Go through the records below and set each one down exactly, leaving out any pictures.

(Point localization data)
-----

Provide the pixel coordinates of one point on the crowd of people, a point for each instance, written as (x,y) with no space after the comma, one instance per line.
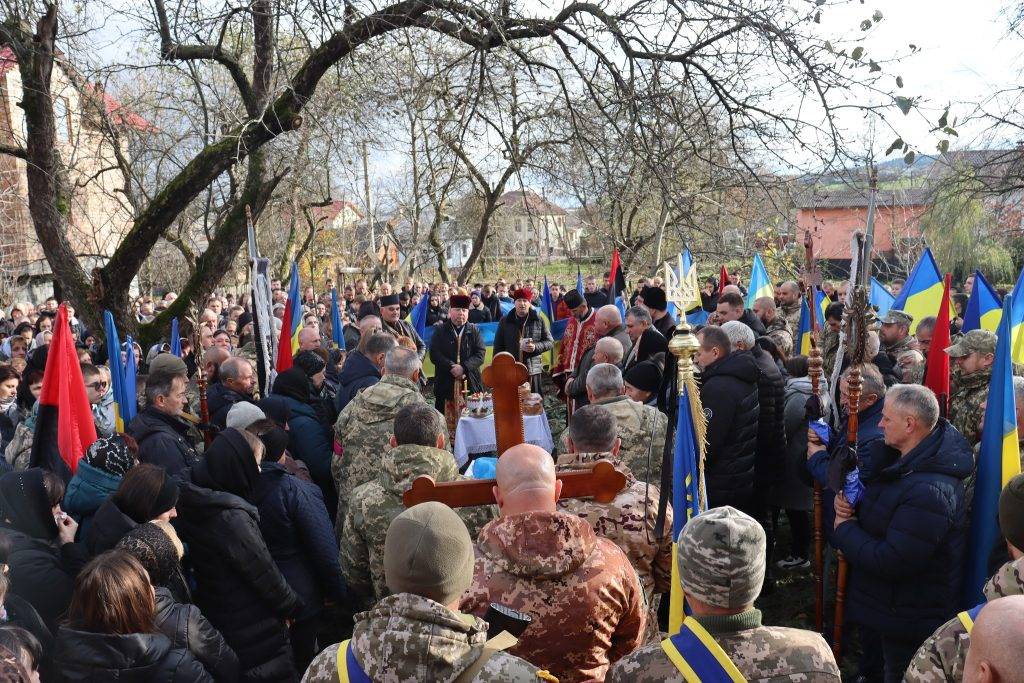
(271,542)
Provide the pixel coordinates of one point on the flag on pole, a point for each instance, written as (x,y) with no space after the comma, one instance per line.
(292,323)
(337,328)
(685,498)
(760,285)
(998,461)
(881,297)
(175,338)
(937,367)
(922,294)
(65,426)
(983,308)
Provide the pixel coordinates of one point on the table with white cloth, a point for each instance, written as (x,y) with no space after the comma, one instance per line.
(476,435)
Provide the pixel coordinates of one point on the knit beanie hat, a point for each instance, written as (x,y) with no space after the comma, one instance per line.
(1012,512)
(428,552)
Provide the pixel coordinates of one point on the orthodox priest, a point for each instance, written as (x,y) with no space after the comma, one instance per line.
(457,351)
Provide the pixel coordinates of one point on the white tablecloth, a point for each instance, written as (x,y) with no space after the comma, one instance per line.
(477,435)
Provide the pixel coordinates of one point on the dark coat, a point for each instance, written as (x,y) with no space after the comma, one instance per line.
(219,399)
(512,329)
(357,374)
(442,354)
(139,657)
(907,544)
(771,424)
(86,492)
(299,535)
(163,440)
(238,585)
(729,396)
(109,525)
(188,630)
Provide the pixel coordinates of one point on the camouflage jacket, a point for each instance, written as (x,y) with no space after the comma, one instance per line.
(408,639)
(943,654)
(641,429)
(967,401)
(376,503)
(580,589)
(363,429)
(760,652)
(780,333)
(629,522)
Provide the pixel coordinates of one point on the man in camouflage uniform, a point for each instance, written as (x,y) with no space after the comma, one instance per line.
(790,303)
(417,634)
(641,428)
(629,519)
(974,355)
(776,327)
(416,451)
(943,654)
(580,589)
(722,568)
(366,424)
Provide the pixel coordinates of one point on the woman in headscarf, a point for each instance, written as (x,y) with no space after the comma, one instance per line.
(309,439)
(157,547)
(98,475)
(44,557)
(239,587)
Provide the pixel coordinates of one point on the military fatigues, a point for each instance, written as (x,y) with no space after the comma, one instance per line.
(780,333)
(580,589)
(629,522)
(760,652)
(408,638)
(364,429)
(376,503)
(942,656)
(641,429)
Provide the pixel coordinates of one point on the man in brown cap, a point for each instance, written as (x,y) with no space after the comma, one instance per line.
(581,591)
(417,634)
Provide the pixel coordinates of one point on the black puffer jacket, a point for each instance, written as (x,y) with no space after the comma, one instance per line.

-----

- _Worked solution_
Provide the pixel coordinates of one point on the crowd of people, a point for each instance, written as (x,y) with no space after the comma, one instance per line.
(271,542)
Provide the pixel coordinates of one point on the flag on pole, a point for each instance, written as (x,y) with no space after the comma, one instance per line.
(292,323)
(337,328)
(685,498)
(760,285)
(998,461)
(881,297)
(175,338)
(937,367)
(922,294)
(65,426)
(983,308)
Provide the pixel coordinates of one point on the table with white cloth, a point for each instance, written as (x,y) with no space after the comma, one instance per line.
(476,435)
Provide the pixel coordinates of one point on the knit beanie hat, a point for each instance, written as (x,y) with no space after the comma, one instance per line.
(1012,512)
(428,552)
Provide the pixel coordinates of one point on the orthodox priest, a point for each instance, written as (x,y) with no space after the comma, one instance per line.
(457,351)
Provide the pixel coordinates of one point on the white tablecloth, a point for each instance, written as (x,y) with no space after the comma, one instance per line.
(477,435)
Provide the pixel coordinates of one point on the dark coat, a point for each instance, written as (x,y) with no space after the comma, one instance per line.
(219,399)
(512,329)
(357,374)
(442,354)
(139,657)
(907,544)
(771,424)
(86,492)
(299,535)
(163,440)
(238,585)
(729,396)
(109,525)
(188,630)
Provide the pixel coordinates of one point on the camouflage jacket, a point for each instance, written as (x,y) with no space after the comma, one instance per line.
(408,639)
(943,654)
(641,429)
(967,401)
(376,503)
(580,589)
(363,429)
(760,652)
(780,333)
(629,522)
Provide the pixel coordinates of one point on the man in camouflage uniform, a point for each instance, written as (x,y) with no space after the comma, one instance per line.
(790,303)
(417,634)
(641,428)
(629,519)
(974,355)
(776,327)
(416,451)
(943,654)
(580,589)
(722,568)
(366,424)
Provide the pixel coordinates of one point on the woman in headscarf, a point for each instance, written as (x,y) with no space after the comma, one instance per line.
(309,439)
(157,547)
(98,475)
(44,557)
(239,587)
Provide the pixel coordinates of one point on the military fatigues, a point for each instance, written as (x,y) with no space after the comma, one instance per line.
(780,333)
(580,589)
(629,522)
(760,652)
(408,638)
(364,429)
(376,503)
(942,656)
(641,429)
Provide the pixel coordinates of one point on the man in brown cap, a point for each instance, written as (x,y) with no space after the comma, one instance per line.
(581,591)
(417,634)
Provide the pixel coordinates of one point on the black puffer jacket, a point for each instance, written as (x,y) with no space after the comma, one instance per line.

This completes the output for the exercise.